Around 2013, a friend of mine invited me to thanksgiving in her church. She said she had just survived an auto accident. Well, me Na church ashewo Na, so nothing spoil. Besides I considered her a close friend. Friendship is one of my undoings.  I can vote on people for Africa. It’s crazy tho. Because these same people may not reciprocate the love. That day, at exactly 9:20 am, I was at her church with another friend. I looked around, I wasn’t understanding the environment. My friend sef was in front. Then an usher welcomed us to their ‘deliverance service’, and escorted us to our seats. Hian! Deliverance bawo? I thought this geh said thanksgiving! Abi I didn’t hear well? Olorun oba o!😥

My friend looked at me too. She was like; “that your Ngozika friend isn’t a straightforward person. Let’s leave this place.” “Ah! Noooo. We just got here Na. It’s somehow. Let’s sha stay small” I replied. Just Then, their prophet shouted; “Alice!!!!” One woman jumped up from her seat and ran to the altar. Prophet continued; “You have been married for three years but no fruit. Is that right?”

▶ **Challenge 1**:
Shift every x and y coordinate in the answers down by 44 for the part of the records that opens with the line containing "[locate] hillside clearing" and runs through the end of the records. Give those lines again with the requests included.

(Saved entries)
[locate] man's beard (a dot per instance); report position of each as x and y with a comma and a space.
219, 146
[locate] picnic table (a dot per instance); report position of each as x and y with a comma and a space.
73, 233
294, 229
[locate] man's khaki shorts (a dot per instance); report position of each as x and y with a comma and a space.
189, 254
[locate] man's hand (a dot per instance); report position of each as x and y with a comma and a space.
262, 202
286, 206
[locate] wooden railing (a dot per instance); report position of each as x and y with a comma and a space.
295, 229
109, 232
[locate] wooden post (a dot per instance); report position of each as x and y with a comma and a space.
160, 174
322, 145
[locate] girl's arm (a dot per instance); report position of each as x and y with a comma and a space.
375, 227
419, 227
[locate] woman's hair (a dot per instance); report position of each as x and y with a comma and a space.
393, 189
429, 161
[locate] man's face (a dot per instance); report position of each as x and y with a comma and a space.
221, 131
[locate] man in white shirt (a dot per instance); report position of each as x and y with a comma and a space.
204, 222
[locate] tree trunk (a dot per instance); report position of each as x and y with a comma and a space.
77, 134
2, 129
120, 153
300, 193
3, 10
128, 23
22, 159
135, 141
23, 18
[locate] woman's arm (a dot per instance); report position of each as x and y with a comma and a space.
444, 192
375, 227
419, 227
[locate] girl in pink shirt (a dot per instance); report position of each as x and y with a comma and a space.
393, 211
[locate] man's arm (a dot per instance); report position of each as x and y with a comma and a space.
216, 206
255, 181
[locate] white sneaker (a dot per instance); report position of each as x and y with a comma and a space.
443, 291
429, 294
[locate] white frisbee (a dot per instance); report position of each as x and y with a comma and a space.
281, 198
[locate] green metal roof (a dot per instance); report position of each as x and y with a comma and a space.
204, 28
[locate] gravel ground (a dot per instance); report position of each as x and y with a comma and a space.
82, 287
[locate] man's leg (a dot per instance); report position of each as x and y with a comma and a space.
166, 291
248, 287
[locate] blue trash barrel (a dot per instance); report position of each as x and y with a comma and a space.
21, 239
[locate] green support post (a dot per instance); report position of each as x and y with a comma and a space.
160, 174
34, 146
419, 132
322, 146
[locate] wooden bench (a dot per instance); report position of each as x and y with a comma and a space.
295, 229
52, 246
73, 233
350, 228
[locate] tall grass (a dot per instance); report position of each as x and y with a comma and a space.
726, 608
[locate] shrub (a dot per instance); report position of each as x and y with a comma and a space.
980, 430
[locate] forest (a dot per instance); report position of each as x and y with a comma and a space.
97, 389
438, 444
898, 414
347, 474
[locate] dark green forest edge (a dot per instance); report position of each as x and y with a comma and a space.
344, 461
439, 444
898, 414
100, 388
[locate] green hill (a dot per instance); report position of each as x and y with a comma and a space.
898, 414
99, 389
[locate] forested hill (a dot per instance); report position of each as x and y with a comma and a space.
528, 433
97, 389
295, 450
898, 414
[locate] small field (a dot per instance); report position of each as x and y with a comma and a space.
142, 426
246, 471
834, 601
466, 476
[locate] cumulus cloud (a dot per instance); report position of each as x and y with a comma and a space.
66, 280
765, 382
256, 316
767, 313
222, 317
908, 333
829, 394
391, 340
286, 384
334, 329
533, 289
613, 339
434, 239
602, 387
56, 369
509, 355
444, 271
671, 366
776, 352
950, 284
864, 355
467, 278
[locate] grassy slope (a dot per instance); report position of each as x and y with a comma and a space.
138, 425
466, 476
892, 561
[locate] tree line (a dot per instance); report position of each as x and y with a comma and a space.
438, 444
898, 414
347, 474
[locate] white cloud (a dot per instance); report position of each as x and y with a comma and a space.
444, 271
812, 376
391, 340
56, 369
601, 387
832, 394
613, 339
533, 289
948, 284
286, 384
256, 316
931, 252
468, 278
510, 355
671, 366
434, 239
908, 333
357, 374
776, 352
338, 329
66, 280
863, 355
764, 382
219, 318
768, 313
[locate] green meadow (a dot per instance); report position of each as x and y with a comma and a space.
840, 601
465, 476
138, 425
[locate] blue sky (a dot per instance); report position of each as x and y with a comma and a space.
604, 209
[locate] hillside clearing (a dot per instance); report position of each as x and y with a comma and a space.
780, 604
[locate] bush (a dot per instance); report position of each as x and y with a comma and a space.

▶ **Challenge 2**:
Output the whole church deliverance story again, word for word and unchanged.

▶ **Correct result 1**:
[locate] hillside clearing (a dot per instance); report position of each as x and y with a comma and a space.
736, 560
[locate] bush (a dot per instance); report position of each as x and y with a comma and a space.

▶ **Correct result 2**:
Around 2013, a friend of mine invited me to thanksgiving in her church. She said she had just survived an auto accident. Well, me Na church ashewo Na, so nothing spoil. Besides I considered her a close friend. Friendship is one of my undoings.  I can vote on people for Africa. It’s crazy tho. Because these same people may not reciprocate the love. That day, at exactly 9:20 am, I was at her church with another friend. I looked around, I wasn’t understanding the environment. My friend sef was in front. Then an usher welcomed us to their ‘deliverance service’, and escorted us to our seats. Hian! Deliverance bawo? I thought this geh said thanksgiving! Abi I didn’t hear well? Olorun oba o!😥

My friend looked at me too. She was like; “that your Ngozika friend isn’t a straightforward person. Let’s leave this place.” “Ah! Noooo. We just got here Na. It’s somehow. Let’s sha stay small” I replied. Just Then, their prophet shouted; “Alice!!!!” One woman jumped up from her seat and ran to the altar. Prophet continued; “You have been married for three years but no fruit. Is that right?”